Brief >> Turn the listing into a numbered list, leaving out any blank lines. Begin at its first line and stop after the line that contains "168 160 L 173".

Exercise inputs >>

* start *

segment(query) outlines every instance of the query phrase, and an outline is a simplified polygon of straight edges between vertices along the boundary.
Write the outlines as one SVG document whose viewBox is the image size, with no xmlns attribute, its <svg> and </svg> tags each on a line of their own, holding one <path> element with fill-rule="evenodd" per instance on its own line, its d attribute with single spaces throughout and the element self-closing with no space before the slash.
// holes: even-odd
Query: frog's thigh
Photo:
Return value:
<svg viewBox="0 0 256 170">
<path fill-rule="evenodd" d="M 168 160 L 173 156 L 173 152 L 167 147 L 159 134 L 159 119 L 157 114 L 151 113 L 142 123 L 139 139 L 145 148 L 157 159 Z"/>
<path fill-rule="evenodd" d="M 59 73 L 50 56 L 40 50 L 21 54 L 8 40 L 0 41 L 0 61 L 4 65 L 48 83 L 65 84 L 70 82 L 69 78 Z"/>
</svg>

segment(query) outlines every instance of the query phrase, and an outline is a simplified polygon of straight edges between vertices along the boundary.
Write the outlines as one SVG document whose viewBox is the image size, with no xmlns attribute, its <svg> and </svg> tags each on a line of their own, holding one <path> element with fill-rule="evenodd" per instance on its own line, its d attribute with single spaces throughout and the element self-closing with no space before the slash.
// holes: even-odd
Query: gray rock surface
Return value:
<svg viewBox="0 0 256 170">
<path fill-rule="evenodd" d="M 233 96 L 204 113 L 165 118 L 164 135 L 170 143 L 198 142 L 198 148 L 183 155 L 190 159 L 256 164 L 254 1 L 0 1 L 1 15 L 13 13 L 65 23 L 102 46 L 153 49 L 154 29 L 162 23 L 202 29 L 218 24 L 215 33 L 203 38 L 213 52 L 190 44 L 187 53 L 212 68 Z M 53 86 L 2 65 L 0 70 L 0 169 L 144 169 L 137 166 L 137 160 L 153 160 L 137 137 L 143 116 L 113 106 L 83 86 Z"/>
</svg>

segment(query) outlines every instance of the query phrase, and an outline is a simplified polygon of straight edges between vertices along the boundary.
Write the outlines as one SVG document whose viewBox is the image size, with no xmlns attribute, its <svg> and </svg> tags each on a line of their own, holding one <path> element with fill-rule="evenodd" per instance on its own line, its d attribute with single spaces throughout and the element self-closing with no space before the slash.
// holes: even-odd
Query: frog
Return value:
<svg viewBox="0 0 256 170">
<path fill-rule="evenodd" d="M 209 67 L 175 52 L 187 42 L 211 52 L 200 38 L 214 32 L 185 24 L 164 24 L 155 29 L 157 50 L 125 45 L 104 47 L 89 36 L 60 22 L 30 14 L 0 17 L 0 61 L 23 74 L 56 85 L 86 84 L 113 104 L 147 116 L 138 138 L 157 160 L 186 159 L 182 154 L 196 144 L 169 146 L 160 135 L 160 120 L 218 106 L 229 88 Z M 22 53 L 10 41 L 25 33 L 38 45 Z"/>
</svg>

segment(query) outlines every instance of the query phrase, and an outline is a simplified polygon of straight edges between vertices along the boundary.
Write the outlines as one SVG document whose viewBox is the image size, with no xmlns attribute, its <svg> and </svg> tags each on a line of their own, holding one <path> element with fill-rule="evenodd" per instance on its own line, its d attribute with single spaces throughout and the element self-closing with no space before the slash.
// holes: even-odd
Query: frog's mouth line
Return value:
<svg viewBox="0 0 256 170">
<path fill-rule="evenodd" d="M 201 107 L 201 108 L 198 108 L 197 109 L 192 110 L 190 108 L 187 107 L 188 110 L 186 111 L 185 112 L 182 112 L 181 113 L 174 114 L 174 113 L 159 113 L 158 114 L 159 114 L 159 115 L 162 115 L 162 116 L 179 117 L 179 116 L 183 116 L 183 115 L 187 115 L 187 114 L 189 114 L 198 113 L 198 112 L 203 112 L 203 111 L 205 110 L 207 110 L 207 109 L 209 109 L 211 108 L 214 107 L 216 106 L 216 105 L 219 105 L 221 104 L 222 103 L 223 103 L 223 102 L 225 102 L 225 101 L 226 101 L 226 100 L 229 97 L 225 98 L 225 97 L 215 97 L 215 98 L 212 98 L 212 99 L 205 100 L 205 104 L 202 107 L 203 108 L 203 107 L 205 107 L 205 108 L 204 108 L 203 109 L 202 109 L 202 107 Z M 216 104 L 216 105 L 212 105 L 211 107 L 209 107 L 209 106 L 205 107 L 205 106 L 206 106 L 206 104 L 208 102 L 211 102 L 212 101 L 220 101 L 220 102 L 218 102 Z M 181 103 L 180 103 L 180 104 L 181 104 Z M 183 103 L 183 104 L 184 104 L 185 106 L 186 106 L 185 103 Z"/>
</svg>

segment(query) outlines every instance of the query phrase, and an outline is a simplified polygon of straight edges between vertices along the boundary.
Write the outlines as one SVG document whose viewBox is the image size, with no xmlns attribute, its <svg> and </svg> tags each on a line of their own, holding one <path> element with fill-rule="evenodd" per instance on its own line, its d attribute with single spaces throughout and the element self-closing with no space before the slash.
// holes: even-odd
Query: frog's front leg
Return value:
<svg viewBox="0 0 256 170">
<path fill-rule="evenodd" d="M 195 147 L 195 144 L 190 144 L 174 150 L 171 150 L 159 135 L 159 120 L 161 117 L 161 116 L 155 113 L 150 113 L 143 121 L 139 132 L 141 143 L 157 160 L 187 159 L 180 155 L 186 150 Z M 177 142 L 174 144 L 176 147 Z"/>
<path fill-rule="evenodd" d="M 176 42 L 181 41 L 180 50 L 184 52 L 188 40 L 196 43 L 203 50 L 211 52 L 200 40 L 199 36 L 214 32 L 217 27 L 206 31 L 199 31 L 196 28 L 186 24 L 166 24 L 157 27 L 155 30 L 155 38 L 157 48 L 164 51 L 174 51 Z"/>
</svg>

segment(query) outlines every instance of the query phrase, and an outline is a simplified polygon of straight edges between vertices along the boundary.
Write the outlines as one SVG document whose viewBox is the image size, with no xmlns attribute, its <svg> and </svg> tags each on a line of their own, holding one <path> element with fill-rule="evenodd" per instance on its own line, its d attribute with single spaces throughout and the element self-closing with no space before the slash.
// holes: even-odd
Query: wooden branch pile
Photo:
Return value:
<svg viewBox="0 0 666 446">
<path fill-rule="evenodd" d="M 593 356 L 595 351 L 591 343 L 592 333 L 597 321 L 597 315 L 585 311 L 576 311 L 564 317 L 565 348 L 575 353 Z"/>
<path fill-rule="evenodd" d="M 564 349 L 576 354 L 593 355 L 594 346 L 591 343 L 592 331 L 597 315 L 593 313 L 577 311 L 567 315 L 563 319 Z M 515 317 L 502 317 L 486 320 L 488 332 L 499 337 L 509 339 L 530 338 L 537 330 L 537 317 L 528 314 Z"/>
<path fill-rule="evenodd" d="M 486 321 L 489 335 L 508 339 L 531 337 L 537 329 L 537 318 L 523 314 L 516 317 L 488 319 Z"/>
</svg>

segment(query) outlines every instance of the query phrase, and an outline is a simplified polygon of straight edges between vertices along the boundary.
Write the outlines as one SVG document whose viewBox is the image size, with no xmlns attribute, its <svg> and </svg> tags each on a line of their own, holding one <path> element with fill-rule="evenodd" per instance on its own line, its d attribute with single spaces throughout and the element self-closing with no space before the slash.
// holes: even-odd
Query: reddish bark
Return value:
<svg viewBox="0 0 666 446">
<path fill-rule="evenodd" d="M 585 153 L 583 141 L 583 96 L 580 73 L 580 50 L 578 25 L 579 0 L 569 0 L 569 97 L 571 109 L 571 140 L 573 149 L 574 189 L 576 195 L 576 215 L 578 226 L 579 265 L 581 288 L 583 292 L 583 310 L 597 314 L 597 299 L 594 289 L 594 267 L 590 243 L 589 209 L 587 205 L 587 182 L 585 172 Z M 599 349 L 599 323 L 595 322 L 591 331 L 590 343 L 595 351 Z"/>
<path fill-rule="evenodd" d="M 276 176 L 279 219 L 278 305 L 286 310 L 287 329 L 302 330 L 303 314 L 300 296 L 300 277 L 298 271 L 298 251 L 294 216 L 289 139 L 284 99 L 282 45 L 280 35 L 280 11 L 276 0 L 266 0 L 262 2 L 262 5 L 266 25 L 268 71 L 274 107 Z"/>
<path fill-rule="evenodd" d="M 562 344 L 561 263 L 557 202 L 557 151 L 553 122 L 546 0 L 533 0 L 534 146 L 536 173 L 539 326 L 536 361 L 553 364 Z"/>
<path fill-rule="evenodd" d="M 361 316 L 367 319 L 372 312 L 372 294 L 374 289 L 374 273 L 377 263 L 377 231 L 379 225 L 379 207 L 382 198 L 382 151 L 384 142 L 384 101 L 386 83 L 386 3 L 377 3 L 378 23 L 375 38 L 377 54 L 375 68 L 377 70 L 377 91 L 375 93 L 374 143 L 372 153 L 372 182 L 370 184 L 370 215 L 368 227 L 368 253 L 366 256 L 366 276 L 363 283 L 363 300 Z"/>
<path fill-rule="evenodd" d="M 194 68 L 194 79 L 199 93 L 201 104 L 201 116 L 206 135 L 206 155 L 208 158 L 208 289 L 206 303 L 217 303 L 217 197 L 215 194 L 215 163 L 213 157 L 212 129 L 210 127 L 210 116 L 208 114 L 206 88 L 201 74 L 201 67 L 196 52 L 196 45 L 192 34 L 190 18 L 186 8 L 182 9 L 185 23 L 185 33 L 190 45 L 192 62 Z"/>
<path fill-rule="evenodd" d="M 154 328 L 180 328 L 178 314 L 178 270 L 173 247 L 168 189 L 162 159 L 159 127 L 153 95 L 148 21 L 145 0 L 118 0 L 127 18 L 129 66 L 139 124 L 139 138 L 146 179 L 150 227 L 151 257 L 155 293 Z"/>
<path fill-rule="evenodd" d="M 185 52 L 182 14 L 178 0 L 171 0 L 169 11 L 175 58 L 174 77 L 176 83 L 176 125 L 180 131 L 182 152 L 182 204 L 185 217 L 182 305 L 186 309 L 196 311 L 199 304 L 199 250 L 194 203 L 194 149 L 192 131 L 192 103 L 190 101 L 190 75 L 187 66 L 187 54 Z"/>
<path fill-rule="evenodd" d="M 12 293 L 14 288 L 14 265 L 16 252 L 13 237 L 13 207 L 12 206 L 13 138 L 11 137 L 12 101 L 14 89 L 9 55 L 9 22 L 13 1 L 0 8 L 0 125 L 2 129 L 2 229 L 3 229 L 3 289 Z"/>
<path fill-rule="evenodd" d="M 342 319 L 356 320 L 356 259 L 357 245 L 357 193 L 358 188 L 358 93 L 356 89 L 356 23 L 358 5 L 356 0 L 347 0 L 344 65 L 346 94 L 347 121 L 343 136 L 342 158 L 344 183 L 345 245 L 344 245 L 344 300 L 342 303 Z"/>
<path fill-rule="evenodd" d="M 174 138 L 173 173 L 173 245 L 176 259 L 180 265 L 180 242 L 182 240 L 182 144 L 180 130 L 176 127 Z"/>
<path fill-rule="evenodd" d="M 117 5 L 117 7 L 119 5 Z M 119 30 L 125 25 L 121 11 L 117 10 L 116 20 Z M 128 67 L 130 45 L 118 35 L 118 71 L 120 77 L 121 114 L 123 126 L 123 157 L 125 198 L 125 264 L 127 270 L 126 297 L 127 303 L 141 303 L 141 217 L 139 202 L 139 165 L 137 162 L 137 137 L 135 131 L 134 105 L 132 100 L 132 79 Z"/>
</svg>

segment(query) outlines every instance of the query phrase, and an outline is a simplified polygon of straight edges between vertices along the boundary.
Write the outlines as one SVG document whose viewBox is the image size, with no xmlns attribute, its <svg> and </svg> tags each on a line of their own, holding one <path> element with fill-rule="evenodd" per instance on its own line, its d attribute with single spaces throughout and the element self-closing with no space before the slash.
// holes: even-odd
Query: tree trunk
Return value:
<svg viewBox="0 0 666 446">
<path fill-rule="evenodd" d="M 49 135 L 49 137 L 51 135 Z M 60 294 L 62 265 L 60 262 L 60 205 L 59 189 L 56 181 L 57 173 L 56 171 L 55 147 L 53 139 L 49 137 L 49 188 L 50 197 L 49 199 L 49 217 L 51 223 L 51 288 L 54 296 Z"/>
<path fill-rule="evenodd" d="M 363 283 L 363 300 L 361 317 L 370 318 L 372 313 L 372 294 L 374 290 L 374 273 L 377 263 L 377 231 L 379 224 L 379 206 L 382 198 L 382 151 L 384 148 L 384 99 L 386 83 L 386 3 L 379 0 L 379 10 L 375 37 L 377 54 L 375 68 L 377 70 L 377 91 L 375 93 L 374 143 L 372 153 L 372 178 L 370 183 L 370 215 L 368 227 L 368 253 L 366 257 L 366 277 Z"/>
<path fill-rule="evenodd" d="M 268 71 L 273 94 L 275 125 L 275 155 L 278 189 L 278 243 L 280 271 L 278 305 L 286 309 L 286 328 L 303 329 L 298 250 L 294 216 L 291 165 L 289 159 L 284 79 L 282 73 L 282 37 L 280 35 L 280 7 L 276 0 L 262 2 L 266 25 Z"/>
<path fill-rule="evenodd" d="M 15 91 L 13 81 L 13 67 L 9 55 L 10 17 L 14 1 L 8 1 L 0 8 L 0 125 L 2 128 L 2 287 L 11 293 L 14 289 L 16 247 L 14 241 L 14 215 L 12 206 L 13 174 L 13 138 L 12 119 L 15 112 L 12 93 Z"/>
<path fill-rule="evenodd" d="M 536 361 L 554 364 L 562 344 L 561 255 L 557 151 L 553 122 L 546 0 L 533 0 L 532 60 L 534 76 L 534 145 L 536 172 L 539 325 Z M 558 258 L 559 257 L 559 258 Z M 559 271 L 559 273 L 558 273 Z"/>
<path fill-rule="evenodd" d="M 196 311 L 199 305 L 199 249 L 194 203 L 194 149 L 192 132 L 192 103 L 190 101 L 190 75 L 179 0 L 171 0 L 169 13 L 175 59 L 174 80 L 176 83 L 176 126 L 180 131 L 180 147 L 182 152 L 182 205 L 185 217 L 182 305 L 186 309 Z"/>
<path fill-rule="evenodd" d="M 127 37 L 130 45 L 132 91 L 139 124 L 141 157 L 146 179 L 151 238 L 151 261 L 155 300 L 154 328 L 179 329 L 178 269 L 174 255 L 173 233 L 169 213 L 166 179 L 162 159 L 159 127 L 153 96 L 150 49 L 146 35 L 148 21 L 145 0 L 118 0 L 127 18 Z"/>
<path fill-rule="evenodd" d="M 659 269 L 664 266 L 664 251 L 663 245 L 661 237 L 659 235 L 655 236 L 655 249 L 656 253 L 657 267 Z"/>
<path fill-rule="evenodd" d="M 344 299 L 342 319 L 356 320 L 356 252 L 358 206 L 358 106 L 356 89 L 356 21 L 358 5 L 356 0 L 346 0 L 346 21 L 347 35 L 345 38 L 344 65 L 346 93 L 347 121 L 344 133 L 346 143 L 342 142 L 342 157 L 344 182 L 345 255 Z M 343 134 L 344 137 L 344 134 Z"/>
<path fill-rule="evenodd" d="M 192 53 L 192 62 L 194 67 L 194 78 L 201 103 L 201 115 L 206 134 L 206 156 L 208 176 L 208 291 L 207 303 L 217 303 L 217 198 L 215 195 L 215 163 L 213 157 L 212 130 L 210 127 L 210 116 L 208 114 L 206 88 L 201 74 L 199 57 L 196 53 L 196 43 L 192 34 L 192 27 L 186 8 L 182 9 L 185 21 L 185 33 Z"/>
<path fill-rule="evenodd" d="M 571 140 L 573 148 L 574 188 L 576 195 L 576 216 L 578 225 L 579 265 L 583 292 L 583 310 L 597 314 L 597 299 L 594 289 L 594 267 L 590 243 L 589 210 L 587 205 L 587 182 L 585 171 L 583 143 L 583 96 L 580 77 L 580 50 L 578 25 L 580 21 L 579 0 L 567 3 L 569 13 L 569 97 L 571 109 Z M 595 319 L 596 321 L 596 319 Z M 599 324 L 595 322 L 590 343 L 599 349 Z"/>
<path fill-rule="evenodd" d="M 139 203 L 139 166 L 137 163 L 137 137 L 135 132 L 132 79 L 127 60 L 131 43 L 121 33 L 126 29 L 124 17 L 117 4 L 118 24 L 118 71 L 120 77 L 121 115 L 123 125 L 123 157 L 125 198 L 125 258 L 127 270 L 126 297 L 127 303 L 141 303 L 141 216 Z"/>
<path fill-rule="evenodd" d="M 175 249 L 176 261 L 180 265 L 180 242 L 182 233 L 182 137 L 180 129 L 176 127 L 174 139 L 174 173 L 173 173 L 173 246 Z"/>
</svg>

* end *

Expected output >>
1. segment(query) outlines every instance of the query phrase, and an outline is a simplified polygon of straight edges between vertices along the boundary.
2. Write the outlines as one SVG document whose viewBox is the image size, with no xmlns attribute, its <svg> and </svg> tags each on a line of their own, holding one <path> element with fill-rule="evenodd" per instance on its own line, its d attribute with single spaces throughout and the element self-closing with no space before the slash.
3. // holes: even-odd
4. Query: frog's thigh
5. Photo:
6. Return value:
7. <svg viewBox="0 0 256 170">
8. <path fill-rule="evenodd" d="M 168 160 L 173 156 L 173 152 L 167 147 L 159 134 L 159 119 L 157 114 L 151 113 L 142 123 L 139 139 L 145 148 L 157 159 Z"/>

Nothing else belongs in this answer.